What needs to be done:
Pull out every line in the items below that contains the string "building", and copy each one in full.

Records shown:
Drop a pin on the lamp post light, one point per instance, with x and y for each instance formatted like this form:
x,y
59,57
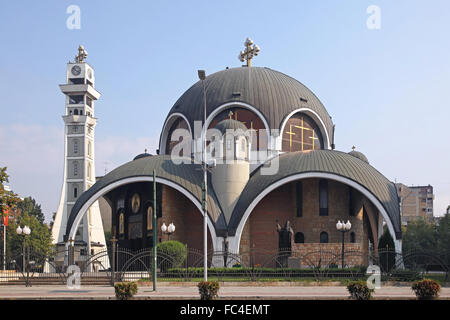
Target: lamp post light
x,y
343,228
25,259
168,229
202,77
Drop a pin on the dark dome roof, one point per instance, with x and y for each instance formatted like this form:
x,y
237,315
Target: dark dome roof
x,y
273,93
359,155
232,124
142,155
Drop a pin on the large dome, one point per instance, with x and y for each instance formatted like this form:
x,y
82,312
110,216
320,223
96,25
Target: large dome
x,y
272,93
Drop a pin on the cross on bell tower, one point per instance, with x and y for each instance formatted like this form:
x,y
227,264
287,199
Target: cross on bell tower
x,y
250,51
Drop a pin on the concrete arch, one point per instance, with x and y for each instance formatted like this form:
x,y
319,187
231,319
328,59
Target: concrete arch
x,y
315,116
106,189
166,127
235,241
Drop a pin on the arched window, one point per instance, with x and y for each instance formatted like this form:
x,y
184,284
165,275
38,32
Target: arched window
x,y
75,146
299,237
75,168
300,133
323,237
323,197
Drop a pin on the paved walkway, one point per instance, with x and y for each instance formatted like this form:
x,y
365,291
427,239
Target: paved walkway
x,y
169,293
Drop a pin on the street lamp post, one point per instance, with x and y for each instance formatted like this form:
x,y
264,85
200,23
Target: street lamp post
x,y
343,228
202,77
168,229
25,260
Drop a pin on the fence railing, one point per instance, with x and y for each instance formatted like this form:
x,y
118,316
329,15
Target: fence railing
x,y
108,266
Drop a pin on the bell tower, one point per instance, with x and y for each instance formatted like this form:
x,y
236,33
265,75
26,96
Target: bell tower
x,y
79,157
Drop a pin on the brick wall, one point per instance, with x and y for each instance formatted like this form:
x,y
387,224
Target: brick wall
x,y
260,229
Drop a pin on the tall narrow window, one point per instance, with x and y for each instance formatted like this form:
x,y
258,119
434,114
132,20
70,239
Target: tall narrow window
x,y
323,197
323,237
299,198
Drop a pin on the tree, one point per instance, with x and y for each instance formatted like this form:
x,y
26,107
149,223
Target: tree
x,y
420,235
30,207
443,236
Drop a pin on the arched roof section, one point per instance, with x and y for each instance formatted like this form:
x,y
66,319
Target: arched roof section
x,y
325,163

* * *

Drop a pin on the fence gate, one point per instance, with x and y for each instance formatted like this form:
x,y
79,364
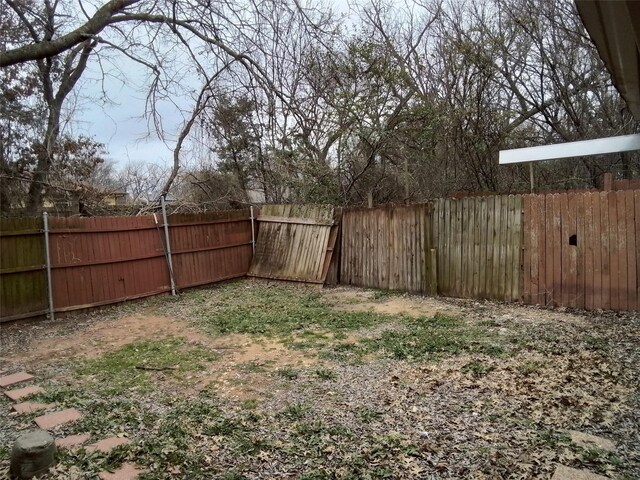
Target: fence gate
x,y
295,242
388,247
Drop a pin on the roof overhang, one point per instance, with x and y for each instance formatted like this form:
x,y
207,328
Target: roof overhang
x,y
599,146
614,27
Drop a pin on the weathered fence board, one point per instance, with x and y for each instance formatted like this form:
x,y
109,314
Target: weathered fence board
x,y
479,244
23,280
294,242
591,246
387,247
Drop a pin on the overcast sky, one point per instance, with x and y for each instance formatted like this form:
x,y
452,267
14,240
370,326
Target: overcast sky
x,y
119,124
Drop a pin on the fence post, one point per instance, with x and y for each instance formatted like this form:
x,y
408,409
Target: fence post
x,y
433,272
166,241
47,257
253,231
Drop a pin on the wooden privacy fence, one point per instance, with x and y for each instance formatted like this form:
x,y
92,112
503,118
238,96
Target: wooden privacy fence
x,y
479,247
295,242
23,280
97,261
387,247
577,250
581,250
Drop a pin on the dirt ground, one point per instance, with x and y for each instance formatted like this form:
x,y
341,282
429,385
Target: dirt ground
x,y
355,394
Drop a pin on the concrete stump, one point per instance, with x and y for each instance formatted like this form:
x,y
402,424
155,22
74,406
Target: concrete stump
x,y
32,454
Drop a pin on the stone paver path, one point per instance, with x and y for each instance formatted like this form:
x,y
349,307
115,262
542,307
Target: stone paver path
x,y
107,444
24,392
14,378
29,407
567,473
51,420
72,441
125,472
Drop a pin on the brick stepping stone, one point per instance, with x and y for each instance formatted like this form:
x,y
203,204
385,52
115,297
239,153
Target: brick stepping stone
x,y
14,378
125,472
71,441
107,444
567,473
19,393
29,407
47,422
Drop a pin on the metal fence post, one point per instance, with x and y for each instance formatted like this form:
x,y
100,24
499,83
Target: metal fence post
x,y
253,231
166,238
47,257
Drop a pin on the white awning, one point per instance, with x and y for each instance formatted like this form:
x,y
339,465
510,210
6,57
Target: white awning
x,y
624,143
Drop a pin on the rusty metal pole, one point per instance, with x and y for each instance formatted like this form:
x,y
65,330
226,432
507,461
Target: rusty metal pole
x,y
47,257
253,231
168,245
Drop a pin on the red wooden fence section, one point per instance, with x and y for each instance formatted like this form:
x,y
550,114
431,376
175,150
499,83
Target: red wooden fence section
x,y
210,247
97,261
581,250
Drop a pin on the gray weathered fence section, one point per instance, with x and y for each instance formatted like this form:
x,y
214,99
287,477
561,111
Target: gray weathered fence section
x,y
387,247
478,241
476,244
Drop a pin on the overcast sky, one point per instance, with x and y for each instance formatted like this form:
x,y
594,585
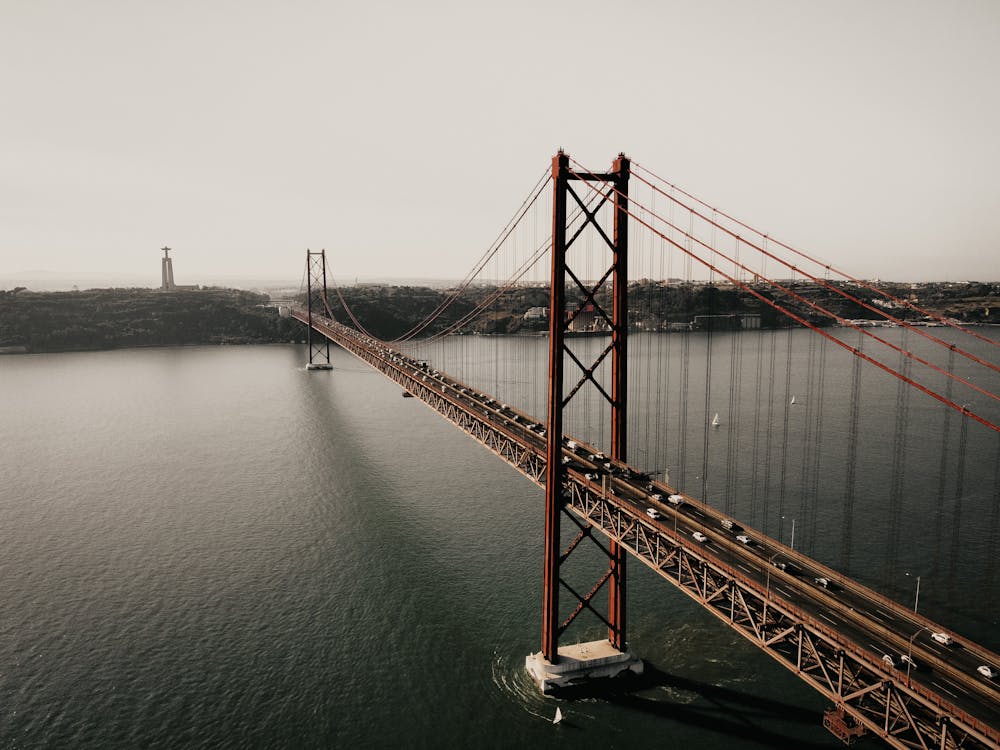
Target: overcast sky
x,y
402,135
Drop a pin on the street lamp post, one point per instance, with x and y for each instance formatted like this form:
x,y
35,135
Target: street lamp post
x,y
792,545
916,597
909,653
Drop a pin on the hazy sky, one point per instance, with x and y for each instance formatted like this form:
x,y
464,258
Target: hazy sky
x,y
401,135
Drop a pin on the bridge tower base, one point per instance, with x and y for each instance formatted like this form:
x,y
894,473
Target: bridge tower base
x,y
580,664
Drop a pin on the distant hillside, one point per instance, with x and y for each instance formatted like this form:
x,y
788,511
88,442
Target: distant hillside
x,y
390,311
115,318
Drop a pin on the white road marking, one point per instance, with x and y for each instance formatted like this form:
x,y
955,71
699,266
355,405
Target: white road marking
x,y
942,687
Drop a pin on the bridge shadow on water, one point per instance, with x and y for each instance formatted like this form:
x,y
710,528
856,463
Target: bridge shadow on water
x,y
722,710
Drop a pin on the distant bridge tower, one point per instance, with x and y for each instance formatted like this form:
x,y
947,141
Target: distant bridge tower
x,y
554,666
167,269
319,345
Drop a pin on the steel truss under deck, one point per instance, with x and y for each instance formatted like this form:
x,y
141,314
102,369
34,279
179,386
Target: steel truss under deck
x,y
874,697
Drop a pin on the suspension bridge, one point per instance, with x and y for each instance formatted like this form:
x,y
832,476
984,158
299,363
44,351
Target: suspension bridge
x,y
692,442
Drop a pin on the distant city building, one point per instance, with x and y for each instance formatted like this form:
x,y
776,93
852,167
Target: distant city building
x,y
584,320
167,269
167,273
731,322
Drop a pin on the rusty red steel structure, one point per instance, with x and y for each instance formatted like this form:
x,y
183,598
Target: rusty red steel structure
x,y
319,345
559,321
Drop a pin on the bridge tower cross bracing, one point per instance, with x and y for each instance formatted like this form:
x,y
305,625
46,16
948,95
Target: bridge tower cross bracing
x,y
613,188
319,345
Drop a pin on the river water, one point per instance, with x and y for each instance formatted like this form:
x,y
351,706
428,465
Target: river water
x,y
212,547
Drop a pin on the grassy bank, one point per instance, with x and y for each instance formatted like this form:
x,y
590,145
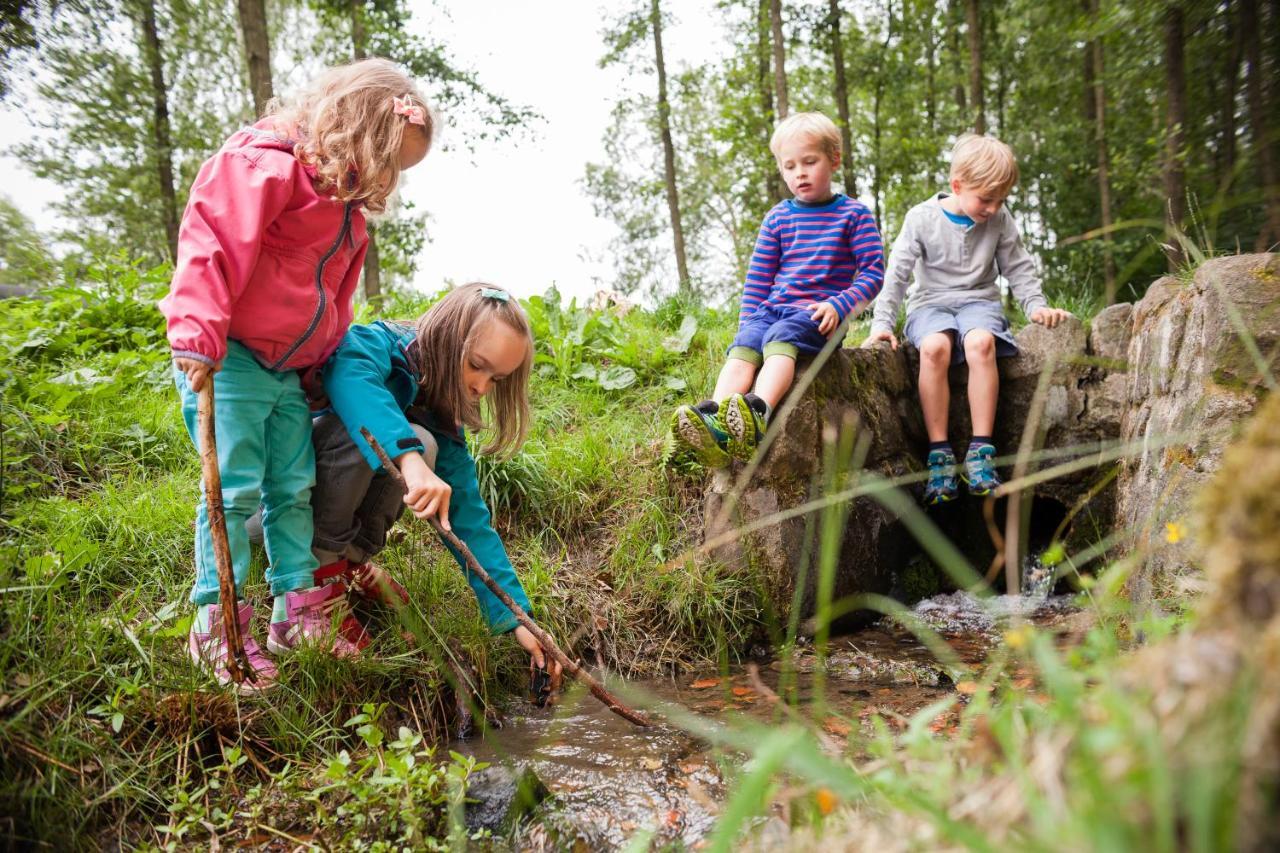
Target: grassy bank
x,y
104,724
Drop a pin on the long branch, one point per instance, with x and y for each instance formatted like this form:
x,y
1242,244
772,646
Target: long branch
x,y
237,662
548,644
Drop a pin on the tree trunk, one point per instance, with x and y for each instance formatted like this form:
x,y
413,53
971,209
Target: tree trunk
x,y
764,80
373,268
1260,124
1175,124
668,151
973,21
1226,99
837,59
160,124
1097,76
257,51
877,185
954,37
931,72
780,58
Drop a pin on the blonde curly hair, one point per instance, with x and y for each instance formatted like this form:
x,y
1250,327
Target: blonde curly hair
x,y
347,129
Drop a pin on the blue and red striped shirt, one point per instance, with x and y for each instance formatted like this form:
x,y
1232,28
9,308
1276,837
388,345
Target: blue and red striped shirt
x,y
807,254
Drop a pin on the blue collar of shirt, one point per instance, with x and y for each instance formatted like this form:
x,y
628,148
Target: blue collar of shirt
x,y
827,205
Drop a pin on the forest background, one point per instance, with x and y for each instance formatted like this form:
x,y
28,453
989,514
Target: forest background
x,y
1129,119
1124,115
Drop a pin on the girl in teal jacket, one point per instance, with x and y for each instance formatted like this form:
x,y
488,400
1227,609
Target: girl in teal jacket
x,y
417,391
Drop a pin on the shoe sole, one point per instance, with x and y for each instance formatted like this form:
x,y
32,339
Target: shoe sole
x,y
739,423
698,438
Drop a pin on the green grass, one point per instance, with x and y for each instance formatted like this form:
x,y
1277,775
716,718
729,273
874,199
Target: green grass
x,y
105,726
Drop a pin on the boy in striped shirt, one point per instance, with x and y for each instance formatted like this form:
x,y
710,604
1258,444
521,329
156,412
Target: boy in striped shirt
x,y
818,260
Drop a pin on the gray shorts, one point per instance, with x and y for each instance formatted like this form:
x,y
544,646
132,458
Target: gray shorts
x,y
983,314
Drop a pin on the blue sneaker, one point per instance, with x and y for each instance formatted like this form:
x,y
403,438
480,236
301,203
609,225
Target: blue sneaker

Correct result:
Drop a pin on the distant city building, one point per instance, with x and y for each instance formatted like this form:
Target: distant city building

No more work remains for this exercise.